Guest essay by Eric Worrall
According to Photo journalist Gethin Chamberlain, crop failures force third world farmers to sell off their kids.
Why climate change is creating a new generation of child brides
As global warming exacerbates drought and floods, farmers’ incomes plunge – and girls as young as 13 are given away to stave off poverty
by Gethin Chamberlain (words and photographs)
It was the flood that ensured that Ntonya Sande’s first year as a teenager would also be the first year of her married life. Up to the moment the water swept away her parents’ field in Kachaso in the Nsanje district of Malawi, they had been scraping a living. Afterwards they were reduced to scavenging for bits of firewood to sell.
So when a young man came to their door and asked for the 13-year old’s hand in marriage, the couple didn’t think about it for too long, lest he look elsewhere. Ntonya begged them to change their minds. She was too young, she pleaded. She didn’t want to leave. But it was to no avail. Her parents sat her down and spelled it out for her: the weather had changed and taken everything from them. There was not enough food to go around. They couldn’t afford another mouth at the table.
That night she lay down in bed for the first time with the man she had never seen before and followed the instructions of her aunt, who had coached her on the important matter of sex. Ten months later, she gave birth to their first daughter.
Everyone has their own idea of what climate change looks like. For some, it’s the walrus struggling to find space on melting ice floes on Blue Planet II. For others, it’s an apocalyptic vision of cities disappearing beneath the waves. But for more and more girls across Africa, the most palpable manifestation of climate change is the baby in their arms as they sit watching their friends walk to school. The Brides of the Sun reporting project, funded by the European Journalism Centre, set out to try to assess the scale of what many experts are warning is a real and growing crisis: the emergence of a generation of child brides as a direct result of a changing climate.

Instruction A.
Translate this sentence from the essay on climate change and child brides into Spanish: "Ten months later, she gave birth to their first daughter."

Input material.
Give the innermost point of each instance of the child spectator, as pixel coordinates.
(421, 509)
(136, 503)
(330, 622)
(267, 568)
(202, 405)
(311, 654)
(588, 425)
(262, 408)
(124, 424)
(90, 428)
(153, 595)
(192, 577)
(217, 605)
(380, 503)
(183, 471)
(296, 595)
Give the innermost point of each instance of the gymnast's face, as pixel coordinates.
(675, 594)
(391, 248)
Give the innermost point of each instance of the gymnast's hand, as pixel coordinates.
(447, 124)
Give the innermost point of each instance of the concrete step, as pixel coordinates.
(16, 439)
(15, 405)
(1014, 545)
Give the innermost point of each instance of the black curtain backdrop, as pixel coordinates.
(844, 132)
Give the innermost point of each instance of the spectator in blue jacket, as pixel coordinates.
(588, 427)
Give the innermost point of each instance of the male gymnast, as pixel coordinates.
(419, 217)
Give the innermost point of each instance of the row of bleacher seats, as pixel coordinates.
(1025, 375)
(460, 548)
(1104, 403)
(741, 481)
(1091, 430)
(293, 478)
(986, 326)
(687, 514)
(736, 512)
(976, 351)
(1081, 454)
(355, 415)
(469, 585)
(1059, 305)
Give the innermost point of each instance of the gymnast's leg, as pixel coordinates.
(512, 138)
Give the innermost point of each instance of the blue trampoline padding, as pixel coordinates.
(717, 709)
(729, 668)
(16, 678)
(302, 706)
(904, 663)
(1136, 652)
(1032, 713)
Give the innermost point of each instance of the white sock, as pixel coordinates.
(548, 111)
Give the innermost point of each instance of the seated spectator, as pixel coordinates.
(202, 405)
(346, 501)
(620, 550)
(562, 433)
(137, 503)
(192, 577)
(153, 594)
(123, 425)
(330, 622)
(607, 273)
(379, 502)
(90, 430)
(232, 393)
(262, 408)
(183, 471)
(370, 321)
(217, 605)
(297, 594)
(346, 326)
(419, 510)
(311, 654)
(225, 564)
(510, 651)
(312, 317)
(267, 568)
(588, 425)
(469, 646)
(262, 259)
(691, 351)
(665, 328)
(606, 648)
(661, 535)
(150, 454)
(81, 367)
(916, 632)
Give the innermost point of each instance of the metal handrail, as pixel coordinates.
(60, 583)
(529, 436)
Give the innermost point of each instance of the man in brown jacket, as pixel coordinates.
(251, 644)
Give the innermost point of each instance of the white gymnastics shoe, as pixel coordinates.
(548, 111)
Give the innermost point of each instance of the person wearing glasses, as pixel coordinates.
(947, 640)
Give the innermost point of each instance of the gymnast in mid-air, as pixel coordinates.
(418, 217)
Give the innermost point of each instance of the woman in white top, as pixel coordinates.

Instruction B.
Switch "innermost point" to "central point" in the entries from the line with "Give the innermost point of each instance of the metal" through the end of the entries, and give back only those lines with everything else unchanged.

Final answer A.
Diez meses después, dio a luz a su primera hija.

Final answer B.
Give the central point of each instance of the metal handrail, as pixel coordinates.
(60, 583)
(529, 436)
Give the central point of each instance of the man in brown jacket, as pixel coordinates.
(251, 644)
Give the central point of each instance of the white gymnastics shoe, as pixel coordinates.
(548, 111)
Give the central point of each instance of the person wearing glasses, as pixel coordinates.
(947, 640)
Give the central point of each instance of the gymnast in mid-air, as pixel coordinates.
(418, 217)
Give the central point of each instance of the woman in white top, as pixel coordinates.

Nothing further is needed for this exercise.